* [Description of the task] Every line holding "metal" should be copied from the records below.

* [Given records]
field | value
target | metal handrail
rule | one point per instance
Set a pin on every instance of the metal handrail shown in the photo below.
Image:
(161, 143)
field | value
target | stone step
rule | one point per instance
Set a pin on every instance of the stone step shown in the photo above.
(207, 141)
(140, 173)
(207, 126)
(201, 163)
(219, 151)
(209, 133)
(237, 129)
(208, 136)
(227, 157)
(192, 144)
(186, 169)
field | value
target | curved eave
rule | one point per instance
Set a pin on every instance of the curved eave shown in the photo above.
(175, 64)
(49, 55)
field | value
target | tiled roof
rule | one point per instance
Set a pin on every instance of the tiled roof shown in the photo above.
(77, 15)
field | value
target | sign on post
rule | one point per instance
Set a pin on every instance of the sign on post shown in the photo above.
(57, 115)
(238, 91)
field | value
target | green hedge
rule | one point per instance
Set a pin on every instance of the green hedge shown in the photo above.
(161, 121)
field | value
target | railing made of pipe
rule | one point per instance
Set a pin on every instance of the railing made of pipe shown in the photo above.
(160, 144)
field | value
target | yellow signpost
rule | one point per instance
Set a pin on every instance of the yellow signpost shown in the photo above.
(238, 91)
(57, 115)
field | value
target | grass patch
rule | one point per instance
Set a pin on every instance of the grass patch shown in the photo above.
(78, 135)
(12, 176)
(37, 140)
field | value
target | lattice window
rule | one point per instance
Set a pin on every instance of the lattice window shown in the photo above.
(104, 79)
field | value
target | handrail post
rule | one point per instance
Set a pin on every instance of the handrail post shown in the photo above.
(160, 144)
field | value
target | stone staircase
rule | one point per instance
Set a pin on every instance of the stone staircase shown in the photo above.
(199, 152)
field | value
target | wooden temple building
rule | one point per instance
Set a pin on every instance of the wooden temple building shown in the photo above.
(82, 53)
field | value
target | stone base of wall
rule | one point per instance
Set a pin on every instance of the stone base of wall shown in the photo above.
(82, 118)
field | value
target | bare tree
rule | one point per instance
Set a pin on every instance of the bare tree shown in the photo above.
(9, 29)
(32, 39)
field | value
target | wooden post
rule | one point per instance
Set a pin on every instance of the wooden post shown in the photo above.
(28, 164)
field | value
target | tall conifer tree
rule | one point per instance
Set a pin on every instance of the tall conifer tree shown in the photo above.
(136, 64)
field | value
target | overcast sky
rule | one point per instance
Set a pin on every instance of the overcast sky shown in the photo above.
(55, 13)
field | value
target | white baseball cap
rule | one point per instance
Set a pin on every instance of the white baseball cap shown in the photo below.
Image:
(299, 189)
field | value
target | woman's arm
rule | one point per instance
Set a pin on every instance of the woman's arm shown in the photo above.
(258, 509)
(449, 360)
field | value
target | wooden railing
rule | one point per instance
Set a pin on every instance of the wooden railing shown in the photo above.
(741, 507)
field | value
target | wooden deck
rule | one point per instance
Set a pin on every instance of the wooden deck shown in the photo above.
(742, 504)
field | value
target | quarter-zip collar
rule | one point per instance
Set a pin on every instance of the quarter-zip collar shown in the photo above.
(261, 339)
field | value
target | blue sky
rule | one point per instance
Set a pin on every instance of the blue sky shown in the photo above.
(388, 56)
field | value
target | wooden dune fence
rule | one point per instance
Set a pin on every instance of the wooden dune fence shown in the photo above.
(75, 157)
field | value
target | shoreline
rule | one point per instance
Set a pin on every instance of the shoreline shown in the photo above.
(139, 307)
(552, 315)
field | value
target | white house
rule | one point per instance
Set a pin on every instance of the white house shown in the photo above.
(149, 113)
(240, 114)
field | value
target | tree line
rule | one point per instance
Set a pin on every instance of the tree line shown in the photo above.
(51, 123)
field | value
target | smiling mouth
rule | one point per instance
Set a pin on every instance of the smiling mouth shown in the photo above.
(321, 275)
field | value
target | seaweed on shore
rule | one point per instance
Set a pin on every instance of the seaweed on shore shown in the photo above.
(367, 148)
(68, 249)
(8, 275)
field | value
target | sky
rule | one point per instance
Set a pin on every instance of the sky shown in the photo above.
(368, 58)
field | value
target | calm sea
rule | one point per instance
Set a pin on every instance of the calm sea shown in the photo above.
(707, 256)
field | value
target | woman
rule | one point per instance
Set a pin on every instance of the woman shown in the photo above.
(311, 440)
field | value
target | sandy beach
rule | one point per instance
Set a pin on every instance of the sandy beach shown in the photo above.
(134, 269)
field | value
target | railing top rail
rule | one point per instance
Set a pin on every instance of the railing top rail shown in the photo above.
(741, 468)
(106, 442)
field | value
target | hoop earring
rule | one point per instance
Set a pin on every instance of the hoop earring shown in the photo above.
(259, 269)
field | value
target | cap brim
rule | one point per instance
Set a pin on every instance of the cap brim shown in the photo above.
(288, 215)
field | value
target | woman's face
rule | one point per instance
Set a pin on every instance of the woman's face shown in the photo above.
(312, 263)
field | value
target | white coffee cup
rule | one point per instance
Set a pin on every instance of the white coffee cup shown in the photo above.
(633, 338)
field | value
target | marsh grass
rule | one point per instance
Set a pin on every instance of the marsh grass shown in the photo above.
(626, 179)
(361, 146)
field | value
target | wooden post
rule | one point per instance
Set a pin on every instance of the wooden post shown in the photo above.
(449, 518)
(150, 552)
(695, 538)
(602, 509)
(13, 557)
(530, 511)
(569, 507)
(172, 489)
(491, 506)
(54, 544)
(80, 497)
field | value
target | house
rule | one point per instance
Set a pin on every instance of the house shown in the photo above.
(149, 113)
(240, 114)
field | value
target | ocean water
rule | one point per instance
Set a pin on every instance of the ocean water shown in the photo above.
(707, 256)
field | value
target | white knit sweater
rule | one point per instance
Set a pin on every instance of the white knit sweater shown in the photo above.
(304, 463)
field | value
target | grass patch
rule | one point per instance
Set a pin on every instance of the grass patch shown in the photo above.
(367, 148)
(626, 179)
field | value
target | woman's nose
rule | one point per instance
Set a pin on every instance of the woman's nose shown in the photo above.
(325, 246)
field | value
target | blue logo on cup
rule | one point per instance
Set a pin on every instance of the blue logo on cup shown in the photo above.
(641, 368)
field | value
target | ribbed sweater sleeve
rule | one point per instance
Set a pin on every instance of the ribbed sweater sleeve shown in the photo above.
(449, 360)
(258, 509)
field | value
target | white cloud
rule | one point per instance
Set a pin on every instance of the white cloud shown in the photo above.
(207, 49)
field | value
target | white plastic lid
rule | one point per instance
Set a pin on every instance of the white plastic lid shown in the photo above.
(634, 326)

* [Response below]
target | metal handrail
Set a pin on every instance of the metal handrail shown in the photo below.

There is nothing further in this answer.